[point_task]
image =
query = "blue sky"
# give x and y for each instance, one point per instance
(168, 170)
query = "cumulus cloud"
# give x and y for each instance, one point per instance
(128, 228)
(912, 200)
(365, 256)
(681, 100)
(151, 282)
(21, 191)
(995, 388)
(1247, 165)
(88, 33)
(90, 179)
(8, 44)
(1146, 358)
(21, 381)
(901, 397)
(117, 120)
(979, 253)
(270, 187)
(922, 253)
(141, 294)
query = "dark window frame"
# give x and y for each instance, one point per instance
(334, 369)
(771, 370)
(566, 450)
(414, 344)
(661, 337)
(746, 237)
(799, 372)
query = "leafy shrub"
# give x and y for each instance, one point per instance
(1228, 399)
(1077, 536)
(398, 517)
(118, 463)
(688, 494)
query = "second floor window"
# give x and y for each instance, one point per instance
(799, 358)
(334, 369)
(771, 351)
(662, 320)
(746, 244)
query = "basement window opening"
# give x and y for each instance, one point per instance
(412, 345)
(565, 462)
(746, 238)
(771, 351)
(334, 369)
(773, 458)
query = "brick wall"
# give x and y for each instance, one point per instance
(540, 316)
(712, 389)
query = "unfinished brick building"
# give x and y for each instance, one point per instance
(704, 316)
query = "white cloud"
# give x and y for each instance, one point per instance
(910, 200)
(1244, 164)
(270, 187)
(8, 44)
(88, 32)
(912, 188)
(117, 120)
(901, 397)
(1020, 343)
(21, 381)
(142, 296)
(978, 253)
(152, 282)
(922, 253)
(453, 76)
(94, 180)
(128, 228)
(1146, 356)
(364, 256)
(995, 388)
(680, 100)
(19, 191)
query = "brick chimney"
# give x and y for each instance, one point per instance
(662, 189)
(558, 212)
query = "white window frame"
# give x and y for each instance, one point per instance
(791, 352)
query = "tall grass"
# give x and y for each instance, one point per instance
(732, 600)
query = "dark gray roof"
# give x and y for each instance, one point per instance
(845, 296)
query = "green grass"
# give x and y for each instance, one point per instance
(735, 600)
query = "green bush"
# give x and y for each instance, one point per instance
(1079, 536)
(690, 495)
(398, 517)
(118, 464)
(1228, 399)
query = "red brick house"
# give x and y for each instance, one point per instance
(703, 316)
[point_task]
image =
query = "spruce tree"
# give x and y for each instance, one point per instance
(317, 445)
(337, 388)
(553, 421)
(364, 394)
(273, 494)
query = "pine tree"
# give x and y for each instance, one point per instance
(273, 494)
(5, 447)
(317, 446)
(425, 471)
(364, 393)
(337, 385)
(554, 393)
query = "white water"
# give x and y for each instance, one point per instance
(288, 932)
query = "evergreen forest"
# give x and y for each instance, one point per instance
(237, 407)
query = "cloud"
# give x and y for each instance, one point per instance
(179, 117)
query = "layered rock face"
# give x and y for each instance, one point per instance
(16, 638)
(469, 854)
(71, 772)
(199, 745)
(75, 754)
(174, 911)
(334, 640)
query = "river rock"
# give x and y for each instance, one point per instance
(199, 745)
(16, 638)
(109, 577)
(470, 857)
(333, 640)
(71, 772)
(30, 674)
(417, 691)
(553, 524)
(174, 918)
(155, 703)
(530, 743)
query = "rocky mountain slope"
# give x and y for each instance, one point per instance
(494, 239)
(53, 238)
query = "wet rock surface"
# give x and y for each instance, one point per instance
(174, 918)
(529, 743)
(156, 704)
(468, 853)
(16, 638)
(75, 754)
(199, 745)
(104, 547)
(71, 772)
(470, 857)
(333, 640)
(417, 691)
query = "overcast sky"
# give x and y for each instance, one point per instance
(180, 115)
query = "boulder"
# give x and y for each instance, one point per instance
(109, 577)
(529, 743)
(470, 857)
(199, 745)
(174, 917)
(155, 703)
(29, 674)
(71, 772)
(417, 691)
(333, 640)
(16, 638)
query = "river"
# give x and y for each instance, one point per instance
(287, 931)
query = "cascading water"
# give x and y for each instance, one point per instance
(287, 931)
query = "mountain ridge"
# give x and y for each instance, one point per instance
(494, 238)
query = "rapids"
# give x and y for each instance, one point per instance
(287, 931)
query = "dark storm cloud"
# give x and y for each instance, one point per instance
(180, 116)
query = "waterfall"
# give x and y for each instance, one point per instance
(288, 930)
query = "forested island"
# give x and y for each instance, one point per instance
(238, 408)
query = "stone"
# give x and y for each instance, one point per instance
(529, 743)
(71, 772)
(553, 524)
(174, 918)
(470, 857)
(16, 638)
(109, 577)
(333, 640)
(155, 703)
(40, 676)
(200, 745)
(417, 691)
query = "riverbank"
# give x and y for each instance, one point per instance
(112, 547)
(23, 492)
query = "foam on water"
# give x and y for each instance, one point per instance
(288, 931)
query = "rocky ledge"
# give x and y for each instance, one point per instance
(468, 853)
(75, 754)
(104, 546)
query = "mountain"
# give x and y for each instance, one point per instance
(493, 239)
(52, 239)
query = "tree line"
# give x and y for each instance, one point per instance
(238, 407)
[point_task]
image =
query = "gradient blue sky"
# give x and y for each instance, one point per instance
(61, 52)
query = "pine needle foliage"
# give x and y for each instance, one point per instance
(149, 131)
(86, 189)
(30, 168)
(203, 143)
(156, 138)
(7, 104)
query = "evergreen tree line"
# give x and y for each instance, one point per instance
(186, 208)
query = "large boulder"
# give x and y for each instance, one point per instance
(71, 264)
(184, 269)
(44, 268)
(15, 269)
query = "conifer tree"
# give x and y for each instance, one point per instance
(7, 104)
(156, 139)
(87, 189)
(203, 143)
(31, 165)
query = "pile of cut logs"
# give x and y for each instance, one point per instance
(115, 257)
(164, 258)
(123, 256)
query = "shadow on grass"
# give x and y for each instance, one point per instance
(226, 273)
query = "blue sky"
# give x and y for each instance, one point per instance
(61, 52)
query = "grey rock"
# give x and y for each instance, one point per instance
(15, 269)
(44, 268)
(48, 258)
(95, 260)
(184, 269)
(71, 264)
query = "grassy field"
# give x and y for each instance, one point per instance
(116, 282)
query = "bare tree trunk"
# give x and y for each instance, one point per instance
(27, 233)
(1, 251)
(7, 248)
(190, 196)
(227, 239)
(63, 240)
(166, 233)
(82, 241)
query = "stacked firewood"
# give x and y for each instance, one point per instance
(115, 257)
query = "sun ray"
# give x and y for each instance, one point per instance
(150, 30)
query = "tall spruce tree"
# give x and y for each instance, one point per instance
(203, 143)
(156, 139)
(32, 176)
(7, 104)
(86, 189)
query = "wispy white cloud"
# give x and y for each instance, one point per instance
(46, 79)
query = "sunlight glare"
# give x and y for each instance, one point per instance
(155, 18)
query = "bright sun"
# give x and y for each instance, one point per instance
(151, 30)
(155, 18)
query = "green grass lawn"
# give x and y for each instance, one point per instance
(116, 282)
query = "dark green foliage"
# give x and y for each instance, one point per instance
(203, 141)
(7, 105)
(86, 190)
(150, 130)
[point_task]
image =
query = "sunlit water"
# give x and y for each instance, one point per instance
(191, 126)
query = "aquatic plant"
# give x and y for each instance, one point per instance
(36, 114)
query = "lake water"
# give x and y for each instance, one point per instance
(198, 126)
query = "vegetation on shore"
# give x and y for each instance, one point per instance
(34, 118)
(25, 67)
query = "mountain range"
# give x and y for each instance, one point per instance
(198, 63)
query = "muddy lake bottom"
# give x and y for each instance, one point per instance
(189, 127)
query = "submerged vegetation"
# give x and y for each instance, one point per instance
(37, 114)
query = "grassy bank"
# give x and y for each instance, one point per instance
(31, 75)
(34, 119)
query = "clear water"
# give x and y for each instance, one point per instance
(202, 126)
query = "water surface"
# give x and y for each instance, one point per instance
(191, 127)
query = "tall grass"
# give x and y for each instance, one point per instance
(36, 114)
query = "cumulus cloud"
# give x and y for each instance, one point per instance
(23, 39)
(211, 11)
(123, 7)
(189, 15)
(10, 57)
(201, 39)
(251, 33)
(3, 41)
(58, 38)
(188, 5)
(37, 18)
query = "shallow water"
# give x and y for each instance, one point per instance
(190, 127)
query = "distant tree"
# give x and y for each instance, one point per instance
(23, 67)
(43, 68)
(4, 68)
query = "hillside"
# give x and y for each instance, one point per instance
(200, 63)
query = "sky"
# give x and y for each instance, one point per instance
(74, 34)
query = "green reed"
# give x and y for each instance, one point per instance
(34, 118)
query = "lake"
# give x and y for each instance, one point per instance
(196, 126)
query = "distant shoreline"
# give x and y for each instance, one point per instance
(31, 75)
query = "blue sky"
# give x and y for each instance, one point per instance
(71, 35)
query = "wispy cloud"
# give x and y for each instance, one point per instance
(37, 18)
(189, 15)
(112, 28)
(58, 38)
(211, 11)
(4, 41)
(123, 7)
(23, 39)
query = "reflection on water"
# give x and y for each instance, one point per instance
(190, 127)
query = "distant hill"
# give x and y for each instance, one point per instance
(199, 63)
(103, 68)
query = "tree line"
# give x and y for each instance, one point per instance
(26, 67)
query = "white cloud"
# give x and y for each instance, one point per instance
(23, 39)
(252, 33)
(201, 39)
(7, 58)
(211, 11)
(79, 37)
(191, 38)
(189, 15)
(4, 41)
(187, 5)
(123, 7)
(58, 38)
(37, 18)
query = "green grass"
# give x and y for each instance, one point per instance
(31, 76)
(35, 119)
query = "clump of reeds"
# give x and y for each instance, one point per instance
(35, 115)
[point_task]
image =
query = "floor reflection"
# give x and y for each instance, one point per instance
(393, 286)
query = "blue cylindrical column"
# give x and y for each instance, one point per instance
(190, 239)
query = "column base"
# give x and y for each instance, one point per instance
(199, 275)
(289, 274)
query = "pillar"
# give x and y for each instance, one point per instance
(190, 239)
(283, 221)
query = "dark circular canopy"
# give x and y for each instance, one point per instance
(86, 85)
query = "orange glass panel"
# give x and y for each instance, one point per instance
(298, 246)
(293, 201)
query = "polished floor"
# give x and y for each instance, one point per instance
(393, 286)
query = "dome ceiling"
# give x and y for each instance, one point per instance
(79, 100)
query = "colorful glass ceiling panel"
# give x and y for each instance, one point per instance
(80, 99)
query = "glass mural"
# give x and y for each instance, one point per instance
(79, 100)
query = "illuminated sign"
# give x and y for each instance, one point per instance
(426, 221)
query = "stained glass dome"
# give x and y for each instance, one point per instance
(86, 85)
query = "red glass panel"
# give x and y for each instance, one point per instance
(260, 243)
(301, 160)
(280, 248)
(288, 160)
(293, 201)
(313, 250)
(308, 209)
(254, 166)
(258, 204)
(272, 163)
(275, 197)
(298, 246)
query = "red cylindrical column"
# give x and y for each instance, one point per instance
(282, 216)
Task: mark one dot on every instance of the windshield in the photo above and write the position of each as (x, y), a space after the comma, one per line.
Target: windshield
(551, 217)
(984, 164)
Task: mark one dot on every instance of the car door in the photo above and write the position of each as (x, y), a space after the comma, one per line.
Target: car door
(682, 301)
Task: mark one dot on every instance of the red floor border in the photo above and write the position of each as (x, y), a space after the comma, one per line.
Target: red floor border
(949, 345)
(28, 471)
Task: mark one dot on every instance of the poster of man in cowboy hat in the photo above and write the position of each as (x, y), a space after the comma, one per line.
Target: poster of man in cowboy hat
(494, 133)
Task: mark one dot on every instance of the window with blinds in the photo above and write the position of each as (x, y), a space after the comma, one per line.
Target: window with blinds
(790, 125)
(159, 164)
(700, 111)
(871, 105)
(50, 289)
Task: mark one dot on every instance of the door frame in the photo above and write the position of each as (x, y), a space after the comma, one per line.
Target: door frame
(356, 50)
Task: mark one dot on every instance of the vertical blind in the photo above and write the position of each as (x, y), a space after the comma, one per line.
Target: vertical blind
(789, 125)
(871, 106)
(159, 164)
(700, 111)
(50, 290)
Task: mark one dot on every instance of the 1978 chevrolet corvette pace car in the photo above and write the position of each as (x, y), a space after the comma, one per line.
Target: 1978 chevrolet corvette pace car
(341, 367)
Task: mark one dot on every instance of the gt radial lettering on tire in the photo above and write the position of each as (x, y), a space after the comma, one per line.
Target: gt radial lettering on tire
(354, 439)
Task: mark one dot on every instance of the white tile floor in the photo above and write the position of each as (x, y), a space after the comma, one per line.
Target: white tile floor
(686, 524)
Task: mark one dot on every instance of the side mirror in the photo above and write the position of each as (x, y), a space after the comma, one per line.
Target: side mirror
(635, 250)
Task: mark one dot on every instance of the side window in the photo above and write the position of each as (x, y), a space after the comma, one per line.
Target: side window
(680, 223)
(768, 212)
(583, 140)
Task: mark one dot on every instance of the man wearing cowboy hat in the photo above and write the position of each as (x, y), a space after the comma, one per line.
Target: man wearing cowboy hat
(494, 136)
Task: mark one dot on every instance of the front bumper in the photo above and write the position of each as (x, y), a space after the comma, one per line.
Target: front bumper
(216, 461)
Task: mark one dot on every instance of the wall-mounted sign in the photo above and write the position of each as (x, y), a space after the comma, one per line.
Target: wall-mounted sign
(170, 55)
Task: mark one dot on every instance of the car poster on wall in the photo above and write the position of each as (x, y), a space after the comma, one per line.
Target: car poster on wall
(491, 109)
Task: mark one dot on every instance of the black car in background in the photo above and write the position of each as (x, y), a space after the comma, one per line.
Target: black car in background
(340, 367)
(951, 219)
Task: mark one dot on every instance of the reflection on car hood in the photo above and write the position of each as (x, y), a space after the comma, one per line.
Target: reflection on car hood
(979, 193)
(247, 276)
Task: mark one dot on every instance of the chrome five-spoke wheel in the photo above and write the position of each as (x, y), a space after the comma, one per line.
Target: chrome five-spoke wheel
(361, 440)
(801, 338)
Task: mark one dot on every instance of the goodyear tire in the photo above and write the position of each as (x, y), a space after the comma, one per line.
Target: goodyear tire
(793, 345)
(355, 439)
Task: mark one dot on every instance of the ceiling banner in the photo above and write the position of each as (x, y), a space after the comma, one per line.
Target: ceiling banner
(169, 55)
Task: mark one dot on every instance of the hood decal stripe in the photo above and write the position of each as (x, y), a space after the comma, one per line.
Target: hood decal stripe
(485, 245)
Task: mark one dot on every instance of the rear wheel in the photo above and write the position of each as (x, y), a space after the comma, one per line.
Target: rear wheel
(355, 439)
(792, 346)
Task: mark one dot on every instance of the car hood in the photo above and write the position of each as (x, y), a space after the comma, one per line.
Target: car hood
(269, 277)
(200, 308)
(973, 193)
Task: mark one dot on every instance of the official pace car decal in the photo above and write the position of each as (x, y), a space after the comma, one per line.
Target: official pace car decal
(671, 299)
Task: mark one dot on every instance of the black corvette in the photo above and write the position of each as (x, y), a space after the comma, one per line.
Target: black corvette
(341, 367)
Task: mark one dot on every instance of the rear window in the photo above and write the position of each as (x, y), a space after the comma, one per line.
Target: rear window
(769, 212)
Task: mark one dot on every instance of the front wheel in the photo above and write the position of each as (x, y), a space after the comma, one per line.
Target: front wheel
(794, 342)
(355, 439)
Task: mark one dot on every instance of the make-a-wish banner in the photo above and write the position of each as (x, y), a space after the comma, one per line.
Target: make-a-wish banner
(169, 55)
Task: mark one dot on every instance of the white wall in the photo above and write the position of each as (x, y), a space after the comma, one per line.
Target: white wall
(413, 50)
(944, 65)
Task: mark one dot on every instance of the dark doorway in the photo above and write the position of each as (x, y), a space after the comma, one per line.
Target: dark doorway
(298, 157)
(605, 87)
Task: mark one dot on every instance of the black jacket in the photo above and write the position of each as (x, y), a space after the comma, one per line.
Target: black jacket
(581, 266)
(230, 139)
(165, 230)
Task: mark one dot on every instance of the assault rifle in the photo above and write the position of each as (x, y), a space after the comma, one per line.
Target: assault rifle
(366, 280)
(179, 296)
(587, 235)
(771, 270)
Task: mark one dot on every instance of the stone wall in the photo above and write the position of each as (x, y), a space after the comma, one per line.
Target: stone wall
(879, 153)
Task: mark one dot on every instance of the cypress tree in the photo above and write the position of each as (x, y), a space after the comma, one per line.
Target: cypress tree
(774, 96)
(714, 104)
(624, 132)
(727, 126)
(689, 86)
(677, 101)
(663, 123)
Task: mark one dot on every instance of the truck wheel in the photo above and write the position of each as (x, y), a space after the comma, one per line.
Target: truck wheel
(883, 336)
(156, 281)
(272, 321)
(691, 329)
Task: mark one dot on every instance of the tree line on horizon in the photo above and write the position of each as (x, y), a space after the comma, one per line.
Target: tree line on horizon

What you have to do:
Find the line containing "Task: mark one dot on every instance of the cypress" in the material above. Print it and every line after it through the end, exactly and only those.

Expected answer:
Task: mark one dot on every instance of the cypress tree in the photo above and write the position of each as (x, y), a space after the comma, one per line.
Target: cypress tree
(774, 96)
(714, 104)
(624, 132)
(727, 126)
(689, 86)
(677, 101)
(663, 123)
Task: mark one dot on every instance of the truck wheel in the photo above and write the position of each as (x, y), a space after the comma, one per line.
Target: truck wheel
(883, 336)
(156, 281)
(272, 321)
(691, 329)
Task: mark one dot on every instance of the tree line on horizon in the photo above and write the position of each as (x, y), a space after the comma, one per line.
Target: tree line on horizon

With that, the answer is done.